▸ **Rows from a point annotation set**

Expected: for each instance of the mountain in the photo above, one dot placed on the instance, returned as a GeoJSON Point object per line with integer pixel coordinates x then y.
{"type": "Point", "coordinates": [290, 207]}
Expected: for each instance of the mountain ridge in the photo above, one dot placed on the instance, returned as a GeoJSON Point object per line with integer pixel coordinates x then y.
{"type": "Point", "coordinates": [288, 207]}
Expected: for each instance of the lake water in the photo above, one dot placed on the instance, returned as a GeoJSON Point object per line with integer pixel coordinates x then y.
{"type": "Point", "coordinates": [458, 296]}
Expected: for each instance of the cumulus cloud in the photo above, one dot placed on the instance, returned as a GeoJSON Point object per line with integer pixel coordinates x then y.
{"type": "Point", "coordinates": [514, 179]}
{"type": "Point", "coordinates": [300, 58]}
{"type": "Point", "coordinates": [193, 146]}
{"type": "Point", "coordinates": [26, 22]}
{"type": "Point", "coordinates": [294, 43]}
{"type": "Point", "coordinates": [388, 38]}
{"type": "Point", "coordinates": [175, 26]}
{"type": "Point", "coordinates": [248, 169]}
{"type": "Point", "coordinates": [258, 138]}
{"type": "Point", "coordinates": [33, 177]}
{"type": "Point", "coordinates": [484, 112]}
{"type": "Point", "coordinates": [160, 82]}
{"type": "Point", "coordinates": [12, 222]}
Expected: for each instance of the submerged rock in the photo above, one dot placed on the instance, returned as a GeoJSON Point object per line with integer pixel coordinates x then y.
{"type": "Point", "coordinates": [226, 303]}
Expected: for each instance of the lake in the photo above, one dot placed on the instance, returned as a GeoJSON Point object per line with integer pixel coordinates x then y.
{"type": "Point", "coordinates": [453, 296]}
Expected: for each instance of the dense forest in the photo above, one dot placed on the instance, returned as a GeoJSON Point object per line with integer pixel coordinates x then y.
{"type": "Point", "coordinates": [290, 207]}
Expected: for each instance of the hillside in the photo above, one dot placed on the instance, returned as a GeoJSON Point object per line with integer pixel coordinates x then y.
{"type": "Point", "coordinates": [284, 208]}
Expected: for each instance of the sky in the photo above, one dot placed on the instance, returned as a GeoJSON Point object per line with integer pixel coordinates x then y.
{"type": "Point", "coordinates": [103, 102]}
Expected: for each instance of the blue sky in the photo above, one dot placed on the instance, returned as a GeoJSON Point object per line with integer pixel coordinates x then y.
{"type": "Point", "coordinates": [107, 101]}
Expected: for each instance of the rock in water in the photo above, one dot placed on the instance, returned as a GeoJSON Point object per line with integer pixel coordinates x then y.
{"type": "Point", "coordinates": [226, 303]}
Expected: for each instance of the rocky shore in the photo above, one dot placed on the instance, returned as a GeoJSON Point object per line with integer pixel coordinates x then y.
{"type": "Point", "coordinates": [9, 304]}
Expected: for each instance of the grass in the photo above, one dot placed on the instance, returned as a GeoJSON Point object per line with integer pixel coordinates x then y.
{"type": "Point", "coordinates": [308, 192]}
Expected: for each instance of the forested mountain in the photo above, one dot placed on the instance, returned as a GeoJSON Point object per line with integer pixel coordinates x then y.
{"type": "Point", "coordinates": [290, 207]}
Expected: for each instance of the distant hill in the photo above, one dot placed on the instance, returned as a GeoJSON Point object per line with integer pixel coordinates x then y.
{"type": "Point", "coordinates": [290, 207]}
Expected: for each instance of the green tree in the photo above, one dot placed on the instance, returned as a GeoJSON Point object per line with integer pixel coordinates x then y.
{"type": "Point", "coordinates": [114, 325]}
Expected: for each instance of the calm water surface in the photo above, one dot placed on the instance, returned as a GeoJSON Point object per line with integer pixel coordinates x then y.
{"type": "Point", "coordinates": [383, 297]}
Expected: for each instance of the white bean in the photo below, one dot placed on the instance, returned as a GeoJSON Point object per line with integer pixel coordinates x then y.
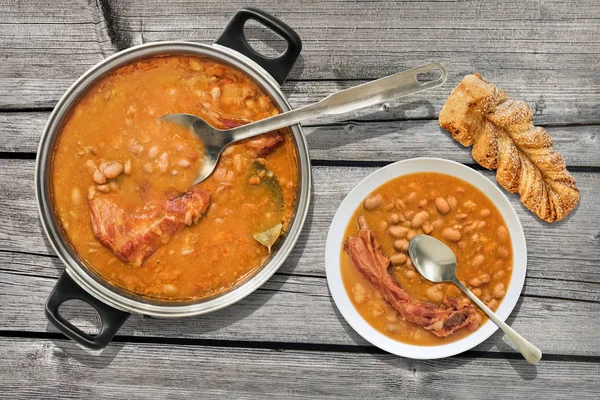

▸ **Task to complete**
Set out everything from the line containing "Expected: for each instance of the forested" down to the end of the rows as a numbered list, skipping any blank lines. Leave the pictures out.

▸ **Finished task**
1. Expected: for each instance of the forested mountain in the photo above, one dot placed on the instance, returned as a GeoJSON Point object per line with integer pixel coordinates x then y.
2. {"type": "Point", "coordinates": [290, 207]}
3. Expected: for each instance of the distant hill in the photo above, one dot placed on the instance, returned as a GeoJSON Point object per line with integer pixel coordinates x then y.
4. {"type": "Point", "coordinates": [290, 207]}
5. Expected: for each instance of the green tree in the photo above, one dot placed on the instance, returned as a GeoJSON Point object per line with integer pixel coordinates x then y.
6. {"type": "Point", "coordinates": [114, 325]}
7. Expected: for each instance of the calm water surface in the photo above, one dot placed on the instance, returned as a GeoJSON Point object per line with integer pixel coordinates x then y.
8. {"type": "Point", "coordinates": [383, 297]}
9. Expected: for each instance of the white bean in the photo below, one dot placed on the instance, returned as a GeoJSON Point object per line with integer pixel coordinates x then y.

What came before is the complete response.